WHAT TO WORK ON
Copy the entries below word for word, without the pictures.

RECORDS FOR THE TASK
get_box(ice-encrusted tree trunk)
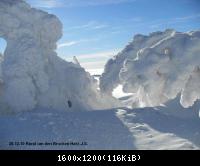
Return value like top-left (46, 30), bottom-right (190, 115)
top-left (0, 0), bottom-right (116, 112)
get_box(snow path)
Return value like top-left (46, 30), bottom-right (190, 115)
top-left (116, 108), bottom-right (200, 150)
top-left (0, 110), bottom-right (134, 149)
top-left (0, 108), bottom-right (200, 149)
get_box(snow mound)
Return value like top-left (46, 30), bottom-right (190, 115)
top-left (100, 29), bottom-right (200, 107)
top-left (0, 110), bottom-right (134, 150)
top-left (0, 0), bottom-right (117, 112)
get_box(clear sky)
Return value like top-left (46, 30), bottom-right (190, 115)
top-left (0, 0), bottom-right (200, 74)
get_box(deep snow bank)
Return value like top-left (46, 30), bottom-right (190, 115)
top-left (0, 110), bottom-right (135, 150)
top-left (100, 29), bottom-right (200, 107)
top-left (0, 0), bottom-right (116, 112)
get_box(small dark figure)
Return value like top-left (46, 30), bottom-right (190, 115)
top-left (67, 100), bottom-right (72, 108)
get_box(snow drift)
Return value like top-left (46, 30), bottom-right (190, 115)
top-left (100, 29), bottom-right (200, 107)
top-left (0, 0), bottom-right (116, 112)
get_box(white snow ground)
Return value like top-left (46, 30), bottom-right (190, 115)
top-left (0, 105), bottom-right (200, 150)
top-left (0, 0), bottom-right (200, 149)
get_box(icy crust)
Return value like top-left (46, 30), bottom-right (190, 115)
top-left (100, 30), bottom-right (200, 107)
top-left (0, 0), bottom-right (114, 112)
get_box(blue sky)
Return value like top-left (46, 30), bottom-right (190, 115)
top-left (0, 0), bottom-right (200, 73)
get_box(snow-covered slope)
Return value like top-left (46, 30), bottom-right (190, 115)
top-left (0, 0), bottom-right (117, 112)
top-left (0, 103), bottom-right (200, 150)
top-left (100, 29), bottom-right (200, 107)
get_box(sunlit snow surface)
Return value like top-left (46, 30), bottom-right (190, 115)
top-left (0, 0), bottom-right (200, 149)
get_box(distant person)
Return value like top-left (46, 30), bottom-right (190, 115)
top-left (67, 100), bottom-right (72, 108)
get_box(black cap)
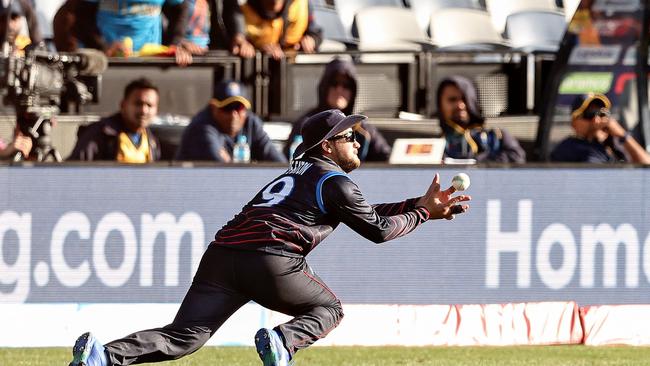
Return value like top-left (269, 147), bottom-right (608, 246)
top-left (213, 81), bottom-right (251, 109)
top-left (571, 93), bottom-right (612, 118)
top-left (0, 0), bottom-right (25, 15)
top-left (293, 109), bottom-right (368, 158)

OUTPUT FOR THIS TASK
get_box(ice-encrusted tree trunk)
Return value like top-left (46, 30), bottom-right (190, 115)
top-left (0, 0), bottom-right (116, 112)
get_box(snow path)
Return value like top-left (46, 30), bottom-right (190, 115)
top-left (116, 108), bottom-right (200, 150)
top-left (0, 110), bottom-right (134, 149)
top-left (0, 108), bottom-right (200, 149)
get_box(snow mound)
Return value like top-left (46, 30), bottom-right (190, 115)
top-left (100, 29), bottom-right (200, 107)
top-left (0, 110), bottom-right (134, 150)
top-left (0, 0), bottom-right (117, 112)
get_box(clear sky)
Return value like top-left (46, 30), bottom-right (190, 115)
top-left (0, 0), bottom-right (200, 74)
get_box(deep snow bank)
Return value like top-left (46, 30), bottom-right (190, 115)
top-left (0, 110), bottom-right (135, 150)
top-left (100, 29), bottom-right (200, 107)
top-left (0, 0), bottom-right (116, 112)
get_box(small dark figure)
Return value like top-left (46, 30), bottom-right (190, 115)
top-left (67, 100), bottom-right (72, 108)
get_box(snow drift)
Return value like top-left (46, 30), bottom-right (190, 115)
top-left (100, 29), bottom-right (200, 107)
top-left (0, 0), bottom-right (116, 112)
get_box(white snow ground)
Return value like top-left (46, 30), bottom-right (190, 115)
top-left (0, 105), bottom-right (200, 150)
top-left (0, 0), bottom-right (200, 149)
get_box(icy crust)
Return value like top-left (46, 30), bottom-right (190, 115)
top-left (100, 30), bottom-right (200, 107)
top-left (0, 0), bottom-right (114, 112)
get_box(blue sky)
Return value like top-left (46, 30), bottom-right (190, 115)
top-left (0, 0), bottom-right (200, 73)
get_box(snow-covered slope)
Return value like top-left (46, 30), bottom-right (190, 115)
top-left (0, 0), bottom-right (117, 112)
top-left (0, 103), bottom-right (200, 150)
top-left (100, 29), bottom-right (200, 107)
get_box(sunlit snow surface)
Return value like top-left (46, 30), bottom-right (190, 115)
top-left (0, 0), bottom-right (200, 149)
get_box(distant person)
Return value like top-left (46, 30), bottom-right (190, 115)
top-left (67, 100), bottom-right (72, 108)
get_box(black cap)
Return value like top-left (269, 147), bottom-right (608, 246)
top-left (213, 81), bottom-right (251, 109)
top-left (571, 93), bottom-right (612, 118)
top-left (0, 0), bottom-right (25, 15)
top-left (293, 109), bottom-right (368, 158)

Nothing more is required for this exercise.